-- DOCUMENT TEXT follows --
It does not come out quite clear from this post whether the reform process that is being proposed is occasioned by, and focussed on, solely the ECtHR's controversial policies on migration, or whether there is a wider perspective. Is migration the lense through which the Danish Government views the shortcomings of the ECtHR, or is it the lense through which the author of the post views the Danish initiative?

In my humble view, the ECtHR needs a far more fundamental reform - one that is not just an ad hoc reaction to the migration crisis. While there are good reasons to view the Court's case law on migration very critically, I think there are other decisions that are far more disturbing, as they reveal both a n array of questionable moral attitudes, and an apparent lack of foundation in the law. Think for example of the cases Paradiso & Campanelli vs. Italy, in which the Court essentially created a "right to human trafficking": a couple that has purchased from a Muscovite "reproduction clinic" a child with which it has no biological relationship whatsoever must be allowed to keep it. Or consider the Charlie Gard Case: a couple brings their infant child to a hospital, only to learn that the doctors, jointly with a government-appointed "legal guardian", have determined that it is "in the child's best interest" to be euthanized. Astonishingly, the ECtHR found no fault with this "forcible euthanasia", imposed by state agents against the will of the parents and based merely on assumptions regarding the child's "hypothetical will" (certainly not on any utterances of will the child really had made...).

Some urgent proposals:

- Find ways to select better judges for the ECtHR (preferable persons who are real judges, not professors without any professional background in the judiciary)!

- re-introduce the European Human Rights Commission as a filter mechanism, so as not to allow the Court to itself hand-pick the cases it will hear. In essence, the 11th Protocol should be re-considered - its effects have been nefarious.

- Ensure that ECtHR Decisions will be based on the actual content of the ECHR that States have agreed upon, not on fluid "living instrument" theories. A good way of achieving this would be to subject the Convention to the interpretive rules of the Vienna Convention.

riccardopavoni says

November 18, 2017

Dear Jakob,
the following can't be reforms, the following would mean destroying the ECtHR, or rather going back to square zero, in the 1950s... it would be more coherent to plead for the abolition of the ECtHR altogether, then...
-- DOCUMENT TEXT concluded --
-- RECORDED INFORMATION follows --
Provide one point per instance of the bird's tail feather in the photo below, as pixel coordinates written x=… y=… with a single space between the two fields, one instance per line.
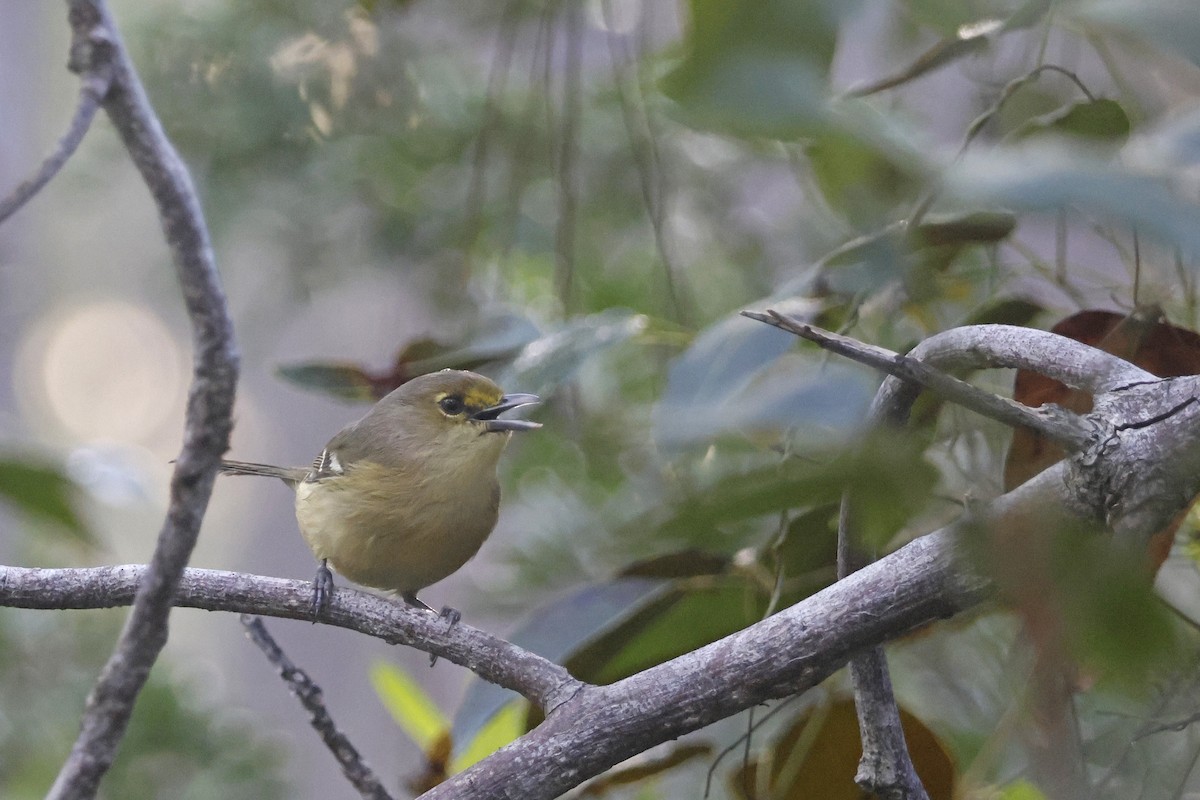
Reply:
x=291 y=475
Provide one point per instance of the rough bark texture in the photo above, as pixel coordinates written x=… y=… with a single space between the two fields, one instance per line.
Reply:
x=96 y=49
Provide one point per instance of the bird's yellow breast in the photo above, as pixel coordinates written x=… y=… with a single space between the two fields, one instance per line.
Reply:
x=400 y=529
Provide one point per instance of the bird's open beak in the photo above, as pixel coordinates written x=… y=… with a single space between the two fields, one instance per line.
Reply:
x=490 y=416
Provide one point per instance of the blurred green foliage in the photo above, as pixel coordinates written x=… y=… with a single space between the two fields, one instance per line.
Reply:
x=175 y=747
x=591 y=193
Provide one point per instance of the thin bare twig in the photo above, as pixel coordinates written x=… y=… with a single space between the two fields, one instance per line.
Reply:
x=568 y=157
x=545 y=684
x=1061 y=426
x=646 y=155
x=312 y=699
x=94 y=85
x=96 y=48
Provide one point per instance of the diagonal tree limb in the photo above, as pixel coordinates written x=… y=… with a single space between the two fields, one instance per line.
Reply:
x=96 y=48
x=1057 y=425
x=355 y=770
x=94 y=82
x=543 y=683
x=597 y=727
x=886 y=768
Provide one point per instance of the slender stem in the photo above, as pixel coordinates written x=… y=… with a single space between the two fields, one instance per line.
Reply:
x=355 y=770
x=96 y=48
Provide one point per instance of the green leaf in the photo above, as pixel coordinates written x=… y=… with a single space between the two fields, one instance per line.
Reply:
x=1021 y=791
x=553 y=359
x=856 y=176
x=343 y=380
x=1011 y=311
x=492 y=341
x=553 y=631
x=1044 y=176
x=1170 y=23
x=505 y=726
x=969 y=40
x=969 y=228
x=412 y=709
x=689 y=615
x=45 y=493
x=756 y=67
x=1097 y=120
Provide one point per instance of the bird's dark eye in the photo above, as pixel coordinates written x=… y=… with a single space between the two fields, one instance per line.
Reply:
x=451 y=405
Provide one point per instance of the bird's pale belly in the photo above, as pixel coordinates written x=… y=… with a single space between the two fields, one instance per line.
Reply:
x=384 y=542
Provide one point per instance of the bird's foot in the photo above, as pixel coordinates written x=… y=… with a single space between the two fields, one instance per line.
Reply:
x=322 y=590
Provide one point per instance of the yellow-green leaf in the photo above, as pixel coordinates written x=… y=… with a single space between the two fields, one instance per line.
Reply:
x=505 y=726
x=408 y=704
x=1021 y=791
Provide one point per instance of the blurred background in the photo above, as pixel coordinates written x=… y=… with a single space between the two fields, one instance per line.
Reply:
x=576 y=198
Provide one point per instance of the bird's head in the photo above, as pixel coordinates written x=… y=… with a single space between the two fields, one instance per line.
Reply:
x=457 y=405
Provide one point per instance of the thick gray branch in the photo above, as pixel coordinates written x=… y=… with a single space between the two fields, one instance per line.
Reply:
x=93 y=86
x=96 y=48
x=545 y=684
x=1057 y=425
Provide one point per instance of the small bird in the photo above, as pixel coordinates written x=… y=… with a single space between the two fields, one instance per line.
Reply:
x=407 y=494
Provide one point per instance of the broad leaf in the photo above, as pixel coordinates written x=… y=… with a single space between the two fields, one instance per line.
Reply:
x=45 y=493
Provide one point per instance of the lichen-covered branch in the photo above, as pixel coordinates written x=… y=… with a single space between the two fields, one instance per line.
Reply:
x=96 y=48
x=355 y=770
x=543 y=683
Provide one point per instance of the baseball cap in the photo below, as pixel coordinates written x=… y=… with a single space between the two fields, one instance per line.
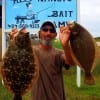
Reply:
x=50 y=23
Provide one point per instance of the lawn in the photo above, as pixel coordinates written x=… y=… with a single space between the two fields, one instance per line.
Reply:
x=84 y=92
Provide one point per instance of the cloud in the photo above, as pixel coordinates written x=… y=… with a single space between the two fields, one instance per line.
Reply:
x=90 y=15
-- RECORDED INFORMATION concluded --
*PROMPT 1*: In the ECtHR reform comments, which case is said to have essentially created a "right to human trafficking"?
*PROMPT 2*: From the ECtHR reform comments, copy the part that opens with the words containing "- Ensure that" and closes with "ECtHR altogether, then...".
*PROMPT 3*: Write what comes next in the ECtHR reform comments, starting after the last sentence shown.

*EXPECTED ANSWER 1*: Paradiso & Campanelli vs. Italy.

*EXPECTED ANSWER 2*:
- Ensure that ECtHR Decisions will be based on the actual content of the ECHR that States have agreed upon, not on fluid "living instrument" theories. A good way of achieving this would be to subject the Convention to the interpretive rules of the Vienna Convention.

riccardopavoni says

November 18, 2017

Dear Jakob,
the following can't be reforms, the following would mean destroying the ECtHR, or rather going back to square zero, in the 1950s... it would be more coherent to plead for the abolition of the ECtHR altogether, then...

*EXPECTED ANSWER 3*:
– Find ways to select better judges for the ECtHR (preferable persons who are real judges, not professors without any professional background in the judiciary)!

– re-introduce the European Human Rights Commission as a filter mechanism, so as not to allow the Court to itself hand-pick the cases it will hear. In essence, the 11th Protocol should be re-considered – its effects have been nefarious.

– Ensure that ECtHR Decisions will be based on the actual content of the ECHR that States have agreed upon, not on fluid “living instrument” theories. A good way of achieving this would be to subject the Convention to the interpretive rules of the Vienna Convention.

Jakob Cornides says

November 19, 2017

Dear Riccardo,

I find your contribution quite strange:

- my proposal to "find ways to select better judges" should as such be quite uncontroversial. How would finding better judges "destroy the ECtHR"? Is it a court that can only work with bad judges? And how would that proposal "lead back to the 1950s? Do you think the judges were better then than they were now? If so, would it not be a good idea to return to the quality level that was reached then?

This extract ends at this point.